▶ [EXERCISE OBJECTIVE]:
Copy out every line of the listing below, adding 59 to both numbers in each answer coordinate. Leave the pictures out.

[Collected data]
⁂

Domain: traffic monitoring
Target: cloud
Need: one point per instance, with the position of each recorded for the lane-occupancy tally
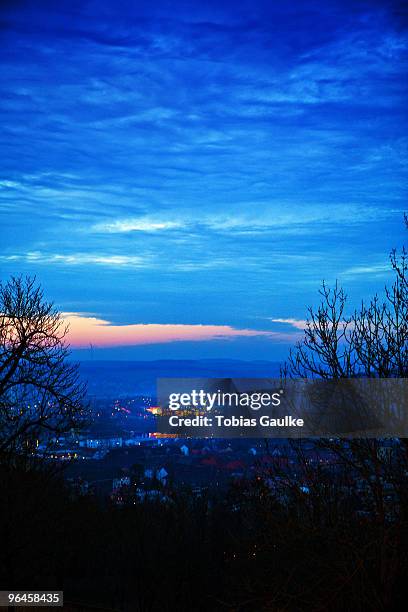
(86, 330)
(296, 323)
(76, 259)
(122, 226)
(366, 270)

⁂

▶ [RESPONSE FOR THIS EXERCISE]:
Domain: traffic monitoring
Target: cloud
Need: one point per instance, with the position of each recorded for the lane-occupancy tally
(145, 389)
(355, 382)
(135, 318)
(181, 285)
(425, 329)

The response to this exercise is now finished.